> _Page excerpt_
■ ■ ■ ■

Opinion

Nepal: Sliding Slowly into the Slippery Slope of Hyperinflation!

Published On: December 28, 2022 08:45 AM NPT By: Pradip Kumar Kafle


The Debt to GDP ratio has reached 41.5% and the debt figure amounted to NRs 2 trillion this year. So, the amortization schedule shows that we are required to pay almost 10 percent of our total revenue for debt repayment. If the creditors hesitate to fund sufficient loans, once we reach an unsustainable level of the debt to GDP ratio, only Lord Pashupatinath knows what’s going to run our state!

Have you ever dreamt of becoming a millionaire or billionaire? If yes, the dream may soon come true! The irony is that it will not be due to economic development and inclusive prosperity but because of rapid decline in the value of currency, a phenomenon called hyperinflation. And in this situation, governments often issue currencies of higher denominations like million or billion rupees for increasing their coffers with seigniorage (profits gained by the government from money printing). And millions of rupees will be able to purchase a pitiful amount of goods and services only, say a liter of milk. So, there is a high chance that our sustained economic misdemeanor, God forbid, makes us all millionaires and billionaires sans purchasing value.

■ ■ ■ ■

> _Work request 1_
Answer these questions from the opinion piece on hyperinflation in Nepal:
(a) What debt to GDP ratio has Nepal reached?
(b) About what share of total revenue does the amortization schedule require for debt repayment?
(c) How does the piece define seigniorage?
> _Work request 2_
Continue the opinion piece on hyperinflation in Nepal from its last sentence, in the same voice.
The listing that follows has no connection to the opinion piece on hyperinflation in Nepal.

■ ■ ■ ■

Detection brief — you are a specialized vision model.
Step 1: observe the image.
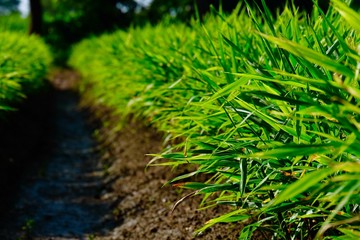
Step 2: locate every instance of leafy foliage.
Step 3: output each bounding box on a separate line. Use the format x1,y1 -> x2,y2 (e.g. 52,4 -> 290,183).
71,0 -> 360,239
0,25 -> 51,116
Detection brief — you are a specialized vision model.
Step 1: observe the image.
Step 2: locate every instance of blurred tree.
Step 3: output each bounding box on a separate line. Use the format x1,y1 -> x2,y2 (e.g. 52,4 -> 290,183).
29,0 -> 43,35
0,0 -> 20,13
35,0 -> 138,63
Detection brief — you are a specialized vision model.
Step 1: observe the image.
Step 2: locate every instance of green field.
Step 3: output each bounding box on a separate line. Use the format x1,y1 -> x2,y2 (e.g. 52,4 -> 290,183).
0,15 -> 51,116
0,0 -> 360,240
70,0 -> 360,239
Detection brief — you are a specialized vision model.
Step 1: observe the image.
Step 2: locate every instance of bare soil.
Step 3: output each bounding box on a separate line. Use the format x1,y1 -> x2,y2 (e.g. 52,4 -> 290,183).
0,69 -> 242,240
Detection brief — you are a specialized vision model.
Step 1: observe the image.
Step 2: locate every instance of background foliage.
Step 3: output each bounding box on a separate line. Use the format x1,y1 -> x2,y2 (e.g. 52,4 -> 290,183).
0,15 -> 51,117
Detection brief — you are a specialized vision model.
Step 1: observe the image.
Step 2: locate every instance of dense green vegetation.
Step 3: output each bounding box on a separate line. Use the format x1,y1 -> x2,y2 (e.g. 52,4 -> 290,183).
0,15 -> 51,116
70,0 -> 360,239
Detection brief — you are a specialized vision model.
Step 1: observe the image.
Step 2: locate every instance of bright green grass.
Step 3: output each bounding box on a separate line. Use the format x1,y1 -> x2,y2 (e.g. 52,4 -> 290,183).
70,0 -> 360,239
0,21 -> 51,116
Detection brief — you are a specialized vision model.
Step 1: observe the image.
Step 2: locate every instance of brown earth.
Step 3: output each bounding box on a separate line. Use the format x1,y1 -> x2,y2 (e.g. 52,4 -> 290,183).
0,69 -> 246,240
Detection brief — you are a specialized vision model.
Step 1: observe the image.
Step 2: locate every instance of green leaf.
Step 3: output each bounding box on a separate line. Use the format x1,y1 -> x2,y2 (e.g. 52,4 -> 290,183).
270,168 -> 336,206
259,33 -> 355,78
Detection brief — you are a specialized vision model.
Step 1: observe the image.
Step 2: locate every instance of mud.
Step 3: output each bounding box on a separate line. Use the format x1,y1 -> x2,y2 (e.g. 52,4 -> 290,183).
0,70 -> 243,240
0,72 -> 118,240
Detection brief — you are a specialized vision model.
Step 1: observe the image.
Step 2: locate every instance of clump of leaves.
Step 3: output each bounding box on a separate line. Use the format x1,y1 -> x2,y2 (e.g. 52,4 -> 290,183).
72,0 -> 360,239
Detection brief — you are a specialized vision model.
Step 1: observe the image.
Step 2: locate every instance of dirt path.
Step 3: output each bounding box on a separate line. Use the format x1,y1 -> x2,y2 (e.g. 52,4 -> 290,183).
0,70 -> 242,240
0,71 -> 115,239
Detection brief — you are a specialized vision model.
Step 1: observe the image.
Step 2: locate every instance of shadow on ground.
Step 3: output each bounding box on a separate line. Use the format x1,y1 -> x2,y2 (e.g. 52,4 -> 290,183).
0,70 -> 119,240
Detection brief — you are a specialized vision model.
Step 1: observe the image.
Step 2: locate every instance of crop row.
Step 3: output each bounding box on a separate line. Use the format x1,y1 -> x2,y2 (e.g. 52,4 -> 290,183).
0,16 -> 51,116
70,0 -> 360,239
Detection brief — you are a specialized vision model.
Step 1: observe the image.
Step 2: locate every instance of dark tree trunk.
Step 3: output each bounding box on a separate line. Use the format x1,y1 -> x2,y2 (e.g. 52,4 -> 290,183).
30,0 -> 42,35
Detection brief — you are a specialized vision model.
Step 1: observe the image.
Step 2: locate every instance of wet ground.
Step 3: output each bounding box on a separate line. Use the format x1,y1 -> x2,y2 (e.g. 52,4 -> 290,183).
0,69 -> 243,240
0,75 -> 115,240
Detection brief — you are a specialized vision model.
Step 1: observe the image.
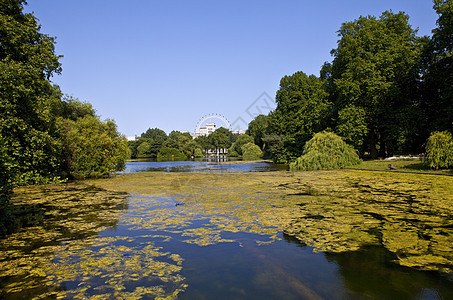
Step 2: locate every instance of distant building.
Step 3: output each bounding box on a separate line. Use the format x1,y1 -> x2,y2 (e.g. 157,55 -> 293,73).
195,123 -> 216,136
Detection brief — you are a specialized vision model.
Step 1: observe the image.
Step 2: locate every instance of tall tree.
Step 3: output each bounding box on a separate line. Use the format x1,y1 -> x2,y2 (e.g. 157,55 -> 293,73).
269,72 -> 331,162
0,0 -> 61,184
330,11 -> 421,157
246,115 -> 269,149
423,0 -> 453,134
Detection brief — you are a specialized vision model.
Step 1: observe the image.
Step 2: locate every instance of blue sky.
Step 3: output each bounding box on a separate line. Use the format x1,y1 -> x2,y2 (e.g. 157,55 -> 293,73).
25,0 -> 437,136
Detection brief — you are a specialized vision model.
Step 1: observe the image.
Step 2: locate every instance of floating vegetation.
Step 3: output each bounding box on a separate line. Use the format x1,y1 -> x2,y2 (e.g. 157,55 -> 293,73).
0,184 -> 186,299
0,170 -> 453,299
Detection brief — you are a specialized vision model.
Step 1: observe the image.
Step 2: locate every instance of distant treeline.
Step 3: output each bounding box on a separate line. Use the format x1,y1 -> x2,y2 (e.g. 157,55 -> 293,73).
247,0 -> 453,163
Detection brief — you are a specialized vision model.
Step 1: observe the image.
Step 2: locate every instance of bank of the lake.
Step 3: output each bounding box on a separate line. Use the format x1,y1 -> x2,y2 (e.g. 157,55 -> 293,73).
0,165 -> 453,299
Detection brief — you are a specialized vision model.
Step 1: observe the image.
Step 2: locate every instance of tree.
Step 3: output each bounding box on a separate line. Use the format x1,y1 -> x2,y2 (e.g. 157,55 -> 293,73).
246,115 -> 269,149
137,141 -> 152,158
426,131 -> 453,170
290,131 -> 360,171
330,11 -> 421,158
228,134 -> 254,155
0,0 -> 61,184
423,0 -> 453,134
208,127 -> 232,149
336,105 -> 368,150
263,72 -> 331,161
59,115 -> 129,178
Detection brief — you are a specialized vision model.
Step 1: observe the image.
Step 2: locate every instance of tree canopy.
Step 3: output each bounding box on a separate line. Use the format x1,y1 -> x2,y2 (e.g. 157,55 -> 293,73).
251,0 -> 453,162
0,0 -> 128,234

■ ■ ■ ■

> _Output 1_
(a) 41.5%.
(b) Almost 10 percent.
(c) As profits gained by the government from money printing.

> _Output 2_
Hyperinflation is the condition when prices of goods hike up uncontrollably, equivalent to almost doubling of prices within a couple of days or months. More specifically, in hyperinflation, prices of goods and services increase at the rate of 50 percent per month or 500 percent per year, according to Professor Cagan of Columbia University. Economists often purport that living in a country with hyperinflation is the perfect simulation of life in Hell.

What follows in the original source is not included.